Set every one of the records below into a numbered list, omitting any blank lines.

● **Records supplied**:
▬▬▬▬▬▬
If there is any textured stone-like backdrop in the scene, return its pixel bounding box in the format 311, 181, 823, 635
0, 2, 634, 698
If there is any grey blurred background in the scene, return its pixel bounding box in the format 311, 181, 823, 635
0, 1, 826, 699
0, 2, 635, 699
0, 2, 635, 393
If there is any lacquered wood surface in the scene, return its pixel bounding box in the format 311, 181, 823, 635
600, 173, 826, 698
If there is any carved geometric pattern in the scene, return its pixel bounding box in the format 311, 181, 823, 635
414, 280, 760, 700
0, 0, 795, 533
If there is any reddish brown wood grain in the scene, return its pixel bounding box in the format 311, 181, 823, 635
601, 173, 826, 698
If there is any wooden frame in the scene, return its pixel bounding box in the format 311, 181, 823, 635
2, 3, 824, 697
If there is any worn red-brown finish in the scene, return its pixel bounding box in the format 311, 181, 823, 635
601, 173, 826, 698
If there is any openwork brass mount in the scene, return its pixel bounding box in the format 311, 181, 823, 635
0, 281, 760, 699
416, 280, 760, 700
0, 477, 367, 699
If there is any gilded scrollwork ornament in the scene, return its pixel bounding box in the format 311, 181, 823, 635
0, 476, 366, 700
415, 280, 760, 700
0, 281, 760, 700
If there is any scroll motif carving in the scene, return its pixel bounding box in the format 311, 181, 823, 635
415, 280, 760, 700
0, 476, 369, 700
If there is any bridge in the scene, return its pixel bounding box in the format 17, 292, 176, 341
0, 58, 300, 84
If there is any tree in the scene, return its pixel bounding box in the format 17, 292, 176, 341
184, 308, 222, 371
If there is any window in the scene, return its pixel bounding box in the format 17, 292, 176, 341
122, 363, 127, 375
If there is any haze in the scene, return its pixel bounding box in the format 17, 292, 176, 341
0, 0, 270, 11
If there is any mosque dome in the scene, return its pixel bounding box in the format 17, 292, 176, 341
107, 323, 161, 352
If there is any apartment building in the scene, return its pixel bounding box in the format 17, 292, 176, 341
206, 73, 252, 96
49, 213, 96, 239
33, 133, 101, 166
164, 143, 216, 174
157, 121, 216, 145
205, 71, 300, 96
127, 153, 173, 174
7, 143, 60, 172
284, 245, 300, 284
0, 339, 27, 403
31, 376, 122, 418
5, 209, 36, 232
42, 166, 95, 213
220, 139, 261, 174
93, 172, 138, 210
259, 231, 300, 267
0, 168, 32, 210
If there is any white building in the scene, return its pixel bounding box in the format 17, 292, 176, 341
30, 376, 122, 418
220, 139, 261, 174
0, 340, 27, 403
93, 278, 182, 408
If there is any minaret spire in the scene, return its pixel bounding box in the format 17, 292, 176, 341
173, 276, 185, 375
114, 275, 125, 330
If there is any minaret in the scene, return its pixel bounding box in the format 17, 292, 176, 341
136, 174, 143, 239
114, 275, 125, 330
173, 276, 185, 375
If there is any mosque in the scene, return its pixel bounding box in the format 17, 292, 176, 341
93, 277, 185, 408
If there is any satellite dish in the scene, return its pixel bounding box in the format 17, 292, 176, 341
▬▬▬▬▬▬
● **Problem solution**:
1. If there is any textured stone-like backdrop in the scene, return its pixel bounding box in the format 311, 181, 823, 635
2. 0, 2, 634, 698
3. If there is any grey blurred background in the scene, return its pixel bounding box in the format 311, 181, 823, 635
4. 0, 1, 826, 699
5. 0, 2, 635, 699
6. 0, 2, 635, 393
7. If there is any lacquered wood surface in the scene, return its pixel bounding box in the format 311, 181, 823, 635
8. 600, 173, 826, 698
9. If there is any carved geometric pattern in the scene, return its pixel bounding box in the format 311, 181, 823, 635
10. 414, 280, 760, 700
11. 0, 0, 795, 533
12. If there is any reddish brown wood grain in the scene, return its pixel bounding box in the format 311, 181, 823, 635
13. 601, 173, 826, 698
14. If there is any wooden frame in the scene, return its pixel bounding box in the format 311, 181, 823, 635
15. 2, 3, 824, 697
16. If there is any worn red-brown finish in the scene, return its pixel bounding box in the format 311, 181, 823, 635
17. 601, 173, 826, 698
18. If there is any openwork brass mount in the scene, return its pixel bounding box in the format 311, 181, 823, 635
19. 0, 281, 760, 699
20. 416, 280, 760, 700
21. 0, 477, 367, 699
22. If there is any gilded scrollwork ornament in the scene, return its pixel bounding box in the format 311, 181, 823, 635
23. 0, 476, 366, 700
24. 415, 280, 760, 700
25. 0, 281, 760, 700
26. If there is any scroll motif carving in the scene, return its pixel bounding box in the format 311, 181, 823, 635
27. 415, 280, 760, 700
28. 0, 476, 369, 700
29. If there is any bridge in the scene, return its pixel bounding box in the format 17, 292, 176, 341
30. 0, 58, 300, 84
31. If there is any tree in the scene, return its pixel bounding box in the format 17, 292, 176, 341
32. 184, 308, 222, 371
33. If there is any window in the scene, return its pixel bounding box in the format 17, 292, 176, 341
34. 122, 363, 127, 375
35. If there is any haze in the scene, return its pixel bounding box in the format 17, 292, 176, 341
36. 0, 0, 270, 11
37. If there is any mosque dome in the scene, return its pixel bounding box in the format 17, 292, 176, 341
38. 107, 323, 161, 352
39. If there is any apartment building in the scene, return its pixel bounding box in the format 17, 292, 176, 341
40. 206, 73, 252, 96
41. 49, 213, 96, 239
42. 33, 133, 101, 166
43. 164, 143, 216, 174
44. 157, 121, 216, 145
45. 205, 71, 300, 96
46. 127, 153, 173, 174
47. 7, 143, 60, 172
48. 284, 245, 300, 284
49. 0, 339, 27, 403
50. 31, 376, 122, 418
51. 5, 209, 36, 232
52. 42, 166, 95, 213
53. 220, 139, 261, 174
54. 93, 172, 138, 210
55. 259, 231, 300, 267
56. 0, 168, 32, 210
57. If there is any white building in the scene, return its pixel bounding box in the format 17, 292, 176, 341
58. 30, 376, 122, 418
59. 220, 139, 261, 174
60. 0, 340, 27, 403
61. 93, 278, 182, 408
62. If there is any minaret spire in the scene, return its pixel bounding box in the format 17, 292, 176, 341
63. 173, 276, 185, 375
64. 114, 275, 125, 330
65. If there is any minaret in the scene, return its pixel bounding box in the format 17, 292, 176, 341
66. 136, 174, 143, 239
67. 114, 275, 125, 330
68. 173, 276, 185, 375
69. If there is any mosque in the scene, return its pixel bounding box in the format 17, 292, 176, 341
70. 93, 277, 185, 408
71. If there is any satellite dish in the scene, return its pixel bounding box in the format 17, 292, 176, 341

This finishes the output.